» **WHAT YOU NEED TO DO**
Starting at the top of the entries, restate word for word each line up to and including the one with "Exercise. Mark the stadium".

» **MATERIAL PROVIDED**

+ + + + +

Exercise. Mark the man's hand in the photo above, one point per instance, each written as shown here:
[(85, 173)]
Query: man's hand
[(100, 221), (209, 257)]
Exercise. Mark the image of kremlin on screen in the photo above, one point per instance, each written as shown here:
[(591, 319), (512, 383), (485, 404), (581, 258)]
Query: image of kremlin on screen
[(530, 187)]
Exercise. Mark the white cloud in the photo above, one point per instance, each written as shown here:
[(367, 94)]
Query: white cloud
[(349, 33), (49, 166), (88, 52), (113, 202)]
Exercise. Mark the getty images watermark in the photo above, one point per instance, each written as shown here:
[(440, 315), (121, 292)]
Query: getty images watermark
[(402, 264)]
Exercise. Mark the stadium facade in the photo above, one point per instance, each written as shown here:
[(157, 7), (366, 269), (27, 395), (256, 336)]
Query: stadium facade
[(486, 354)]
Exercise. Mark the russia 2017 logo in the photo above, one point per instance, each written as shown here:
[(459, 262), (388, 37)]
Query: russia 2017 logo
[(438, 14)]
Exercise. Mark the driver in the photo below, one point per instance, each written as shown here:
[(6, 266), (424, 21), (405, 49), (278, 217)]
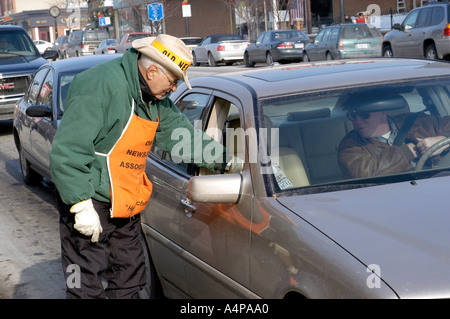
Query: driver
[(371, 149)]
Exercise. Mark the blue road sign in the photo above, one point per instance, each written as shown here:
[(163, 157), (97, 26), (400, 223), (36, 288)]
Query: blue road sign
[(155, 11)]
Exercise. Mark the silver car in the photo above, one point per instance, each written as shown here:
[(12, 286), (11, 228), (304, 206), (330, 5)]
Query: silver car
[(37, 115), (218, 48), (290, 225), (424, 33)]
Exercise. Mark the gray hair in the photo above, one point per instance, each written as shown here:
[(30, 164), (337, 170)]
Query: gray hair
[(145, 62)]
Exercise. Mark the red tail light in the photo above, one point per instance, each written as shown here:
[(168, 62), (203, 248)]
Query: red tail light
[(447, 30), (285, 45)]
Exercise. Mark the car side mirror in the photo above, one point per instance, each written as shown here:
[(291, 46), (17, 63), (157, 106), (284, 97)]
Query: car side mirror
[(220, 188), (39, 111), (50, 54)]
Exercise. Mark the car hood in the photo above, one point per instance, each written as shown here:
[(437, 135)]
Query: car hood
[(19, 64), (404, 228)]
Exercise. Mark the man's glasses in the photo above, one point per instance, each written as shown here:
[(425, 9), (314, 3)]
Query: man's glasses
[(352, 114), (171, 83)]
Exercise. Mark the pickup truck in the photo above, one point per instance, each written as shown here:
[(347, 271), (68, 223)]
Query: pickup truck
[(19, 60)]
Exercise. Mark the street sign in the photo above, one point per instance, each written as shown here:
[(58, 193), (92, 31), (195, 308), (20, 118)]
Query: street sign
[(155, 11), (104, 21), (186, 10)]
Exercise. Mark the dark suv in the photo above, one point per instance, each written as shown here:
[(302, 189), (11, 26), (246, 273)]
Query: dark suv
[(425, 32), (19, 60)]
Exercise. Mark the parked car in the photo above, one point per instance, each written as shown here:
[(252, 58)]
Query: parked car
[(42, 45), (424, 33), (217, 48), (59, 46), (107, 47), (38, 114), (191, 42), (344, 42), (125, 43), (83, 42), (19, 60), (276, 46), (290, 225)]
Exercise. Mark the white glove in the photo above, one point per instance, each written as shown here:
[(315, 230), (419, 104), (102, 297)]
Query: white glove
[(87, 221), (235, 165)]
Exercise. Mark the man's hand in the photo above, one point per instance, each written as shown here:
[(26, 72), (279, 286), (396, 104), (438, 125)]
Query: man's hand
[(87, 221), (427, 142)]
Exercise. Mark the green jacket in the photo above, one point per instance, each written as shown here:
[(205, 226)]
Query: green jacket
[(98, 107)]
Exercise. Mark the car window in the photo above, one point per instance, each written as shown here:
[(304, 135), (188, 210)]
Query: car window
[(410, 20), (35, 87), (46, 94), (192, 105), (424, 18), (314, 129), (437, 15), (334, 34)]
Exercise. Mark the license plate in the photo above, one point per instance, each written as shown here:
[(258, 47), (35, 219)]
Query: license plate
[(362, 45)]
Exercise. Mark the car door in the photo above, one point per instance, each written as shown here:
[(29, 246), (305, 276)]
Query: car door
[(165, 211), (403, 40), (27, 122), (216, 236), (43, 129)]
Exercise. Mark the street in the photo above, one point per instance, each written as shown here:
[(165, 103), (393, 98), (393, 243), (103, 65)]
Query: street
[(30, 264)]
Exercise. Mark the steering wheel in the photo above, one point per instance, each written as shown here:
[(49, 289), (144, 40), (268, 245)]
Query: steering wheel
[(433, 148)]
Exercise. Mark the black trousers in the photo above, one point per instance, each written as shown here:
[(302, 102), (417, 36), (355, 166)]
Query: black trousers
[(113, 267)]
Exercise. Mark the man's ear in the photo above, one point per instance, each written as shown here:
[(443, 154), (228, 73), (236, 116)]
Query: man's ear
[(151, 70)]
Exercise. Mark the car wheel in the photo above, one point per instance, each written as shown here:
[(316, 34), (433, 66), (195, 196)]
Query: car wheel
[(269, 59), (387, 51), (152, 289), (211, 60), (430, 52), (194, 60), (30, 176), (247, 61)]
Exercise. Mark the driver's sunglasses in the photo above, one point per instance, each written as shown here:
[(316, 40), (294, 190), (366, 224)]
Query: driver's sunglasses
[(352, 114)]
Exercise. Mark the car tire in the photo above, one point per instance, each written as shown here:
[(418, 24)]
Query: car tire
[(211, 61), (153, 288), (387, 51), (30, 176), (194, 60), (430, 52), (269, 59), (247, 62)]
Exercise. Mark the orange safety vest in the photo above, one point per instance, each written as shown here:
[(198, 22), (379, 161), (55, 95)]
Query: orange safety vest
[(130, 186)]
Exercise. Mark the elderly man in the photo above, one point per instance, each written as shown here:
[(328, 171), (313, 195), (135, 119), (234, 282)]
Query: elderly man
[(373, 149), (115, 112)]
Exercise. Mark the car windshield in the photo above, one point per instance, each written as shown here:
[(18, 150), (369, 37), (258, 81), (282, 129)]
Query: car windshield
[(328, 140), (359, 31), (16, 42)]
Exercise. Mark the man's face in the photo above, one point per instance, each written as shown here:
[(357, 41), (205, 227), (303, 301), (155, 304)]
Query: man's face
[(370, 124), (160, 82)]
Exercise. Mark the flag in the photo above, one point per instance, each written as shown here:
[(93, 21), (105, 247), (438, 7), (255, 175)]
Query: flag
[(297, 10)]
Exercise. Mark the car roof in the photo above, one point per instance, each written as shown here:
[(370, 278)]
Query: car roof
[(81, 62), (317, 76)]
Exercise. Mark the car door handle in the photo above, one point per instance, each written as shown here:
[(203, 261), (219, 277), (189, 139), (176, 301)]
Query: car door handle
[(188, 207)]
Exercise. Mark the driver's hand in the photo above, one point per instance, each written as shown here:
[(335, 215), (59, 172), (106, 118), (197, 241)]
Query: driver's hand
[(427, 142)]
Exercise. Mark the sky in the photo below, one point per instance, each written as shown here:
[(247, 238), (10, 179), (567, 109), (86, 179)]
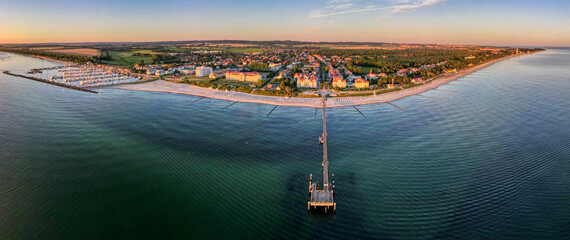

+ + + + +

» **ANSWER TO THIS TASK**
Exercise. Mark the man's hand in the photo above, one point per instance, each written as shown here:
[(85, 173)]
Query: man's hand
[(100, 221), (209, 257)]
Exercise. Mark the image of kremlin on screen in the photo above, one point per instance, each written as shown here:
[(591, 319), (512, 383), (485, 404), (581, 258)]
Query: image of kremlin on screen
[(530, 187)]
Exercise. Mark the white cloud in the photo above, one point per instance, each written as shown here:
[(367, 94)]
Query: white cloud
[(349, 33), (49, 166), (88, 52), (113, 202)]
Exercise. Mark the getty images watermark in the photo above, one point per instance, each written as shown here:
[(440, 315), (121, 292)]
Query: getty images watermark
[(402, 264)]
Exercise. Mark the stadium facade in the photo above, one point per instance, each written as shown here:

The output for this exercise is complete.